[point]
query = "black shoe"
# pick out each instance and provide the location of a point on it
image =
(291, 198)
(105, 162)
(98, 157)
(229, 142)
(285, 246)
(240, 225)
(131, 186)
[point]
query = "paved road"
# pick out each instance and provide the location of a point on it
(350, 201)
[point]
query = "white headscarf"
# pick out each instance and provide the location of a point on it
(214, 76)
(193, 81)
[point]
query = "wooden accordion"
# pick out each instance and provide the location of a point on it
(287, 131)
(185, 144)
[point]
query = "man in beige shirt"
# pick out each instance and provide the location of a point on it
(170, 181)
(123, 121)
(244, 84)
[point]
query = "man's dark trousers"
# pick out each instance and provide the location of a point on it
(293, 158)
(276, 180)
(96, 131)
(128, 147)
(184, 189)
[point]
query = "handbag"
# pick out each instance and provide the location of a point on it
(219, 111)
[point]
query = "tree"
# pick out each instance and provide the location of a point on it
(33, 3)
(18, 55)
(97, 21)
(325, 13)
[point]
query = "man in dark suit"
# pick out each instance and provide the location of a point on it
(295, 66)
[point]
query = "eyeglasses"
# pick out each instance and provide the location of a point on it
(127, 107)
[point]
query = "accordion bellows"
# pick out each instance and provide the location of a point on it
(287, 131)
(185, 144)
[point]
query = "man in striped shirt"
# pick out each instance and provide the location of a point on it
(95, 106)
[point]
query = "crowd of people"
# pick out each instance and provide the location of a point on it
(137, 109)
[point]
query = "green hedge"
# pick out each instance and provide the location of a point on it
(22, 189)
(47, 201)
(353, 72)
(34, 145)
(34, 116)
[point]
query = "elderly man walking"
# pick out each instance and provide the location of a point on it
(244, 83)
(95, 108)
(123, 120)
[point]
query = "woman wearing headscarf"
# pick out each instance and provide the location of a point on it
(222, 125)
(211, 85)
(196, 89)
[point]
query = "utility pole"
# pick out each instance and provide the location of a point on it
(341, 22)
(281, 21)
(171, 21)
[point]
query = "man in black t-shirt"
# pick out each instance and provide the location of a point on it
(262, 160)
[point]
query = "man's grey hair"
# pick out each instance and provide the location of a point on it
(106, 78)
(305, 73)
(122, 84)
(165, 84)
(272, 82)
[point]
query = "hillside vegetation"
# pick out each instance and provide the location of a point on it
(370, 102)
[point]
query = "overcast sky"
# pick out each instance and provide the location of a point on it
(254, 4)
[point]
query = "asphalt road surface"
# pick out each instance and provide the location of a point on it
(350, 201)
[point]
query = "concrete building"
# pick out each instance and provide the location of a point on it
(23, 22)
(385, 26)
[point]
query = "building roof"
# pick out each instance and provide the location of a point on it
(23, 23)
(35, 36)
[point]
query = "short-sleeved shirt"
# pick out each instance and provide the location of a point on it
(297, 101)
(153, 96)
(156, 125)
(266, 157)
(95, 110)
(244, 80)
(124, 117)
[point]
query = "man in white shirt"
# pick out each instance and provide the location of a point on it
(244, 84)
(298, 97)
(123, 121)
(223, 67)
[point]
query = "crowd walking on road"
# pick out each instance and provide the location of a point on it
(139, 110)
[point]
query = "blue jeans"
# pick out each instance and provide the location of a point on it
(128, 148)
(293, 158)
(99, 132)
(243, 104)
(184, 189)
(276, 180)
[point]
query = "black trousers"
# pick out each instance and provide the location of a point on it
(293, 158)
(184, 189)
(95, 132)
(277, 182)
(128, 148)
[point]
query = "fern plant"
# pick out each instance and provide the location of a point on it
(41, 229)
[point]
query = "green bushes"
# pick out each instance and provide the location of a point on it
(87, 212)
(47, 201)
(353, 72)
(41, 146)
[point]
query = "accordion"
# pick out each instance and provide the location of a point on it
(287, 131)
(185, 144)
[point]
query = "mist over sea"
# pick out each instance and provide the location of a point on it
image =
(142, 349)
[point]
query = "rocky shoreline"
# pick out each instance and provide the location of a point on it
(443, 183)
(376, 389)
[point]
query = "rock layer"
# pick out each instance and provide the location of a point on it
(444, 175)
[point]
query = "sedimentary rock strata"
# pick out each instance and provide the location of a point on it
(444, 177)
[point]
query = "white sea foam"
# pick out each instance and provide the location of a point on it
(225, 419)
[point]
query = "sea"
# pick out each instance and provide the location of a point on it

━━━━━━━━━━━━━━━━━━━━━━━━━━━━━━

• **Description of the task**: Copy each line in the data that holds the word "dark".

• **Task answer**:
query = "man's dark trousers"
query = "man in dark suit"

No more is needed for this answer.